[What you will do]
- a) Answer these questions from the Wallins Creek bottle thread:
(i) Whom does the 1923 Blue Book list as proprietor of Wallins Creek Bottling Works?
(ii) About how far is Middlesboro from Wallins Creek?
(iii) What capacity is marked on the base of the bottle?
- b) Extend the Wallins Creek bottle thread with the passage that would come next after its final sentence.

[Text section]
BEGIN

# ATTENTION ~ MEMBER jblaylock ~ RE: "WALLINS CREEK BOTTLING WORKS" ~ KENTUCKY



## SODAPOPBOB (Jun 26, 2014)

The following pertains to a thread by member jblaylock from March of 2013 and his Wallins Creek Bottling Works bottle from Wallins Creek, Kentucky. In a recent communication with Josh, I promised him I would see if I could find anything else related to the bottle that wasn't discussed in the 2013 thread. As you will soon discover, Josh's bottle is still as big a mystery as ever.        



Link to thread ...

https://www.antique-bottles.net/forum/Need-help-on-this-odd-bottle-m593575.aspx

The following are quotes from the 2013 thread and were posted by the members indicated. This is just about all I had to go on while conducting my own recent search ...

Cowseatmaize Quote:

"The 1925 book I have shows Wallins Bottling Works, G.P. Sharp, prop.. That's all I got."

Celerycola Quote:

"1923 Blue Book lists O. H. Howard as proprietor of Wallins Creek Bottling Works."

My Quote:

*G. P. Sharp Middlesborough, Kentucky Bell County Birth Year 1874 *

Jblaylock Quote:

"Interesting, as I did get a couple hits on Google for a very very old newspaper from Middlesborough for the words "Wallins Green", but I couldn't actually find it on the page."

                                                                               ~ * ~

The long story short is, other than the 1925 reference by cowseatmaize and the 1923 reference by celerycola, I was unable to find any confirmation of there ever being a Wallins Creek Bottling Works. But I did find a few things that might shed some light on this topic for future research. 

Attachments ...

1.  Middlesboro Daily News ~ Middlesboro, Kentucky ~ November 18, *1924*.
Shows a G.P. Sharp with the Whistle Bottling Company in Middlesboro, Kentucky. Middlesboro is about 35 miles from Wallins Creek. 

2 & 3. There were a lot of people with the last name Howard that resided in Wallins Creek, but the only one I could find that went by O.H. Howard during the 1920s was an Oscar Henry Howard. This 1917 WWI draft registration card indicates he was 28 years old at the time and that his occupation was as a "Merchant and Mining Business." But it doesn't specify whether he was an employee or an owner.
(More about this on the next page).


----------



## SODAPOPBOB (Jun 26, 2014)

Continued ... 
1.  Here's a picture of the bottle in question which is described by Josh as follows ...

"The bottle is a light aqua with a 'shingles' design on it. On the neck it reads "Wallins Bottling Works" On the base it reads "Wallins Green, KY", "Cap 6 1/2oz" "Patent appl'd for" On the bottom there is a large "W" and a small "c" inside a circle." 

The C-in-a-circle could be for ...

Chattanooga Glass Company, Chattanooga, Tennessee & other plant locations in later years (1901-1988), mark was used c.1927-1988. The circle reportedly may be either “single line” or “double line” on some earlier bottles.  Chattanooga Glass Company made tremendous quantities of the classic “hobbleskirt” shaped Coca-Cola bottles, and the “C in a circle” is often seen on the side or the base of these bottles.

END

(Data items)
BEGIN

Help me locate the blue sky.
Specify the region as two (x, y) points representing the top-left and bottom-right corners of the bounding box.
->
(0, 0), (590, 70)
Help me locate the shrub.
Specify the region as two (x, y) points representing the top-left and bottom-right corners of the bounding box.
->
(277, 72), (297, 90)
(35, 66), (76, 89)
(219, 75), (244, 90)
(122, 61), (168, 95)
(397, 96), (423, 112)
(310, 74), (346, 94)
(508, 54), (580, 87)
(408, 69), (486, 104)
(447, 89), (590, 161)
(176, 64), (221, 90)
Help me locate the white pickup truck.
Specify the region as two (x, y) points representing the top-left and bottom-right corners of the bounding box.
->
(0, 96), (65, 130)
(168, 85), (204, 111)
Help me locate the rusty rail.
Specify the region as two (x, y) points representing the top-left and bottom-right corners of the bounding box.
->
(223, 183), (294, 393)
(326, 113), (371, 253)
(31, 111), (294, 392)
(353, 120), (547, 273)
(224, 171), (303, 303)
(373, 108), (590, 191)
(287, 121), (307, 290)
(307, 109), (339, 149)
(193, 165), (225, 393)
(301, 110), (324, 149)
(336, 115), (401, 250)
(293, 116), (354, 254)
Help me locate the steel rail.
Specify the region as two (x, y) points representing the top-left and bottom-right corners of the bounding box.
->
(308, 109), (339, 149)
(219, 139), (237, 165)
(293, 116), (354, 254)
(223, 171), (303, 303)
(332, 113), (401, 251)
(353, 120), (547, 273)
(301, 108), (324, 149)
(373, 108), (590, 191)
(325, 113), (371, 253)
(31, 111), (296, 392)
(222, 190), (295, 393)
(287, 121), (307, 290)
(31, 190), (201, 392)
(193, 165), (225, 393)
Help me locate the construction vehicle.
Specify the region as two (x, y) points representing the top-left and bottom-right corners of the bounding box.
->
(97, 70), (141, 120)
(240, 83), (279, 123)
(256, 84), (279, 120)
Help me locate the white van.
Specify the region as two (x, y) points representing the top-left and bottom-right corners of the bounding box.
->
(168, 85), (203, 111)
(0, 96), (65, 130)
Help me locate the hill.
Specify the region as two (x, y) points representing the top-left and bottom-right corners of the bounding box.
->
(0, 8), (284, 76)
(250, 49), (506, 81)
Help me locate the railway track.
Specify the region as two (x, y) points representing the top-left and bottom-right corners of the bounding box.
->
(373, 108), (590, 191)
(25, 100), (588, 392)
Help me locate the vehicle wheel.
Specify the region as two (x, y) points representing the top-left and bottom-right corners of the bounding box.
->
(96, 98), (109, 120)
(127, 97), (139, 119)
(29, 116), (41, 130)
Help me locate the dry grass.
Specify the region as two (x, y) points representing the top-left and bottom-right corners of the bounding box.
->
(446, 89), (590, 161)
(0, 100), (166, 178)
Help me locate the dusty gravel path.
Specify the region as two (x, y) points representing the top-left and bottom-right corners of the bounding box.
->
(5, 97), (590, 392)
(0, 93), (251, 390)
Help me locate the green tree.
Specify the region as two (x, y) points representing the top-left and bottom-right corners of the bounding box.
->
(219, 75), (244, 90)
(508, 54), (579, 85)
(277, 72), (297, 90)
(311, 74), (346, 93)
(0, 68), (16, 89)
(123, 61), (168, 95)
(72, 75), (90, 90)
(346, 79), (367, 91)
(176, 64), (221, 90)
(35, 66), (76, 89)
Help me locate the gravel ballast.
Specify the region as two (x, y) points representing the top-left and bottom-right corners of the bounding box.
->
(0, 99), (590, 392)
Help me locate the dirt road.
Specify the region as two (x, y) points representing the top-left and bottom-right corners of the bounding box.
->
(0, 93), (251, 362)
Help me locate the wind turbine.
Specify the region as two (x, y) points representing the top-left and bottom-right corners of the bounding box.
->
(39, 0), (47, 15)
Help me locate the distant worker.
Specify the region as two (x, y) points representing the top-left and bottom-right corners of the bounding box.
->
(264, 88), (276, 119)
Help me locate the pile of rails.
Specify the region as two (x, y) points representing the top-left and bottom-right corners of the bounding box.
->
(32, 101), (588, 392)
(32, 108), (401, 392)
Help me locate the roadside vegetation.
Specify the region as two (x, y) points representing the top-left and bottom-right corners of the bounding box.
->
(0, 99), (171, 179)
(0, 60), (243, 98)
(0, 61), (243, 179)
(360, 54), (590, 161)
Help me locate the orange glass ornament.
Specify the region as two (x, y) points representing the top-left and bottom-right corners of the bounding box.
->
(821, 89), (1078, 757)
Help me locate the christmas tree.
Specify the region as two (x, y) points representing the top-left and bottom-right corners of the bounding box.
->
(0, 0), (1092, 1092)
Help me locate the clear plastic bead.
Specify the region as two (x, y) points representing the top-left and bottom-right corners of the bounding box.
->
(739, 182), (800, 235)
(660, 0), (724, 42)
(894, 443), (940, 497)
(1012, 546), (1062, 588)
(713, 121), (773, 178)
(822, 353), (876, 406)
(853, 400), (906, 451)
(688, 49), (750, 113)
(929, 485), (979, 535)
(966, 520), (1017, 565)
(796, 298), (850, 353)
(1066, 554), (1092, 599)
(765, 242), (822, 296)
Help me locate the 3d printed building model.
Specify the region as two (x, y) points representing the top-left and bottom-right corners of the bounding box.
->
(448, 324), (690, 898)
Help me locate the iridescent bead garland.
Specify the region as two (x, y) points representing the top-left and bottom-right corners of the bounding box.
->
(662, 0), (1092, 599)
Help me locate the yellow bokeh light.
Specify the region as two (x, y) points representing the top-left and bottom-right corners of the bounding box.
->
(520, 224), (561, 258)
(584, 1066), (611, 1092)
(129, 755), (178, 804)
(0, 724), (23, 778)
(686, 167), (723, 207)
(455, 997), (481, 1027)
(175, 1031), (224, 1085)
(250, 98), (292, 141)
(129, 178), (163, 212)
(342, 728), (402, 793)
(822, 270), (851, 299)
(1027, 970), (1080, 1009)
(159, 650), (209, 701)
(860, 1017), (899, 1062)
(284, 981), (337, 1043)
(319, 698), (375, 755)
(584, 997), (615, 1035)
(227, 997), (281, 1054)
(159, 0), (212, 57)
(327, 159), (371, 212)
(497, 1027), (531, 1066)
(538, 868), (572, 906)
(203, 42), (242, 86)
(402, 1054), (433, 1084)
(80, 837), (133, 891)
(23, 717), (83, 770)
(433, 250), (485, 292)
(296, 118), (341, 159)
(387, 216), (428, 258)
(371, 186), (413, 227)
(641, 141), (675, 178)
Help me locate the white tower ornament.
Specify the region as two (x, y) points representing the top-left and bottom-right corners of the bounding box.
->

END

[Answers to each task]
- a)
(i) O. H. Howard
(ii) About 35 miles
(iii) 6 1/2 oz

- b)
( As for the "Patent Applied For" ...  I looked but have not been able to find a patent for the bottle, yet. As for the Wallins *Green that's *embossed on the bottle, that appears to have been an error on the part of the glass maker ).

2.  Regarding the last name "Howard," this calendar is dated 1926 and confirms there was a Howard Drug Store in Wallins Creek at the time. I'm not certain if O.H. Howard was a relation or not, but he could have been. It's also possible this is where Oscar Henry Howard worked in 1917 as indicated on his draft card.

3.  This (iddy-bitty) snippet is from a drug store journal dated *1921* and indicates that a W.K. Howard was the proprietor of a Wallins Creek drug store at the time. I also found a similar listing dated 1933, so the time period seems about right related to the bottle, which appears to be from the 1920s or early 1930s. ( I searched Ancestry.com but could not find a single listing for a W.K. Howard of Wallins Creek, Kentucky. Other than the information contained in the 1921 and 1933 snippets, I know nothing about him).


----------



## SODAPOPBOB (Jun 26, 2014)

Continued ...

Attachment:

1.  Newspaper article from ...

The Middlesboro Daily News, Middlesboro, Kentucky ~ March 19, *1923*

As far as I know, Wallins Creek did not have a newspaper in the 1920s-30s, with the nearest one's being located in Harlan about 10 miles away and in Middlesboro about 35 miles away.

Notice in the article that it mentions an "Arnold Drug Company" store but not a "Howard Drug Store."  It could be the Howard Drug Store, which we know from the snippet was there in 1921, wasn't mentioned in the article because it was already established and likely not part of the new face-lift the town was experiencing in 1923.

The link below, and the copy/pasted [but slightly edited] information from it, shows there were two drug stores in Wallins Creek at one time. Even though I don't know the exact time period the gentleman is referring to, because he mentions a movie theater I suspect he is talking about no earlier than the 1920s. (By the way, the U.S. Census for Wallins Creek shows a population of only 900 residents in 1930).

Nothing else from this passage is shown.